ACTIVITY – Every record below should be printed exactly as it appears.

DATA FOR ANALYSIS –
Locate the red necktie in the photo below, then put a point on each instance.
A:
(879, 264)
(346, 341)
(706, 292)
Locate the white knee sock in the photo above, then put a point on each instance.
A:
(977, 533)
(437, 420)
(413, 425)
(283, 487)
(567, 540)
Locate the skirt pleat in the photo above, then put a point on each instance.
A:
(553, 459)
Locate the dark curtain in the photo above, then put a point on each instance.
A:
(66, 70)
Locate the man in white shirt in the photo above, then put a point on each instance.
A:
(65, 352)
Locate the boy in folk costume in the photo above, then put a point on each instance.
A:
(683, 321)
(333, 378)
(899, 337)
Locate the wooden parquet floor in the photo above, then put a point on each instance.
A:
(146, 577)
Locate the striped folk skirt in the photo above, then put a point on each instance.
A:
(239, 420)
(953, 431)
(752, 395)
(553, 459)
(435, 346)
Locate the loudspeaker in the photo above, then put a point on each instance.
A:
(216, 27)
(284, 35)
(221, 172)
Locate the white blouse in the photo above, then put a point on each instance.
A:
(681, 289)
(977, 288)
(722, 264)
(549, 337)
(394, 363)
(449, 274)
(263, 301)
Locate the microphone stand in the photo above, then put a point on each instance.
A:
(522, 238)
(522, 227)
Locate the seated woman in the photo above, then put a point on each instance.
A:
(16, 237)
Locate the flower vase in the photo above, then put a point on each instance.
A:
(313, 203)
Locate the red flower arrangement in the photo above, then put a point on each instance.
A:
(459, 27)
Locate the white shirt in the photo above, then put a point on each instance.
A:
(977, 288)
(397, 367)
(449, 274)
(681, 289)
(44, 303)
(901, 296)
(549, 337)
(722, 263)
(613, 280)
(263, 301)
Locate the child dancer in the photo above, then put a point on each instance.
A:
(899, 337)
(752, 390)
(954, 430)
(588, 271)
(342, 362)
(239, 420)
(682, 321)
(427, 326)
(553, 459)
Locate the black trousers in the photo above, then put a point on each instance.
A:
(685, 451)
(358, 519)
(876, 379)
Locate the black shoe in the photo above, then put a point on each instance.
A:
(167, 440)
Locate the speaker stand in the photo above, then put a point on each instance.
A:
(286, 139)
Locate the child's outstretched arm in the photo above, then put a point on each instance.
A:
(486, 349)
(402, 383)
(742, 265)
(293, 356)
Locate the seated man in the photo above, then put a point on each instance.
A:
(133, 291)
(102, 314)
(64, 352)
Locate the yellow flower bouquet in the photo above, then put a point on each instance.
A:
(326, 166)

COMPLETED TASK –
Locate the red necktie in the photo below, then put a point on each instance.
A:
(879, 264)
(346, 341)
(706, 292)
Locate the white knee sock in the photo above, then put a point on each instance.
A:
(977, 533)
(437, 420)
(413, 425)
(283, 487)
(567, 540)
Locate the skirt pleat in the photo above, then put a point on each instance.
A:
(553, 459)
Locate the dark curtain in the photo above, then put a point on each instance.
A:
(66, 70)
Locate the man in white shirt in the photo above, then put a point on each instance.
A:
(65, 352)
Locate the boy in folk costume in the photo above, then put a point on each instance.
A:
(683, 321)
(333, 378)
(899, 337)
Locate the wooden parquet floor in the photo above, then put a point on each instance.
A:
(146, 577)
Locate the striped folk skirt in the photo above, then put a point on each instance.
A:
(239, 420)
(953, 431)
(752, 395)
(553, 459)
(435, 346)
Locate the loudspeaker in the photo above, then put a point on each instance.
A:
(216, 27)
(284, 35)
(221, 172)
Locate the white blouse in the photo above, then put a point on each instance.
A:
(681, 289)
(977, 288)
(722, 264)
(549, 337)
(394, 363)
(449, 274)
(263, 301)
Locate the microphone stand in the photo above, then put a point on each instance.
A:
(522, 238)
(522, 227)
Locate the seated woman in the photo above, then put a point on each instance.
A:
(16, 237)
Locate the flower vase in the photo above, then put a point on each instance.
A:
(313, 203)
Locate the red flower arrangement in the photo above, then put a point on each instance.
A:
(459, 27)
Locate the white shirt in the photo above, then put a point on each instance.
A:
(977, 288)
(397, 367)
(449, 274)
(681, 289)
(44, 303)
(901, 296)
(549, 337)
(722, 263)
(613, 280)
(263, 301)
Locate the child dancer in the photo above, then put a point on each instance.
A:
(899, 337)
(752, 390)
(954, 430)
(588, 271)
(342, 362)
(239, 420)
(682, 321)
(427, 326)
(553, 459)
Locate the black trousers in the photo above, then put a point on each instance.
A:
(685, 451)
(358, 519)
(876, 379)
Locate the black shoe in the photo above, then put a point on each instance.
A:
(167, 440)
Locate the speaker stand in the photo above, then put a point on each instance.
A:
(286, 139)
Locate the child's outstretched arm in the photo above, then put a point on each instance.
A:
(486, 349)
(402, 383)
(742, 265)
(293, 356)
Locate the seated man in the photo above, then put a point on each instance.
A:
(133, 291)
(102, 314)
(64, 352)
Locate the yellow flower bouquet in the photo above, then put a point on each instance.
A:
(326, 166)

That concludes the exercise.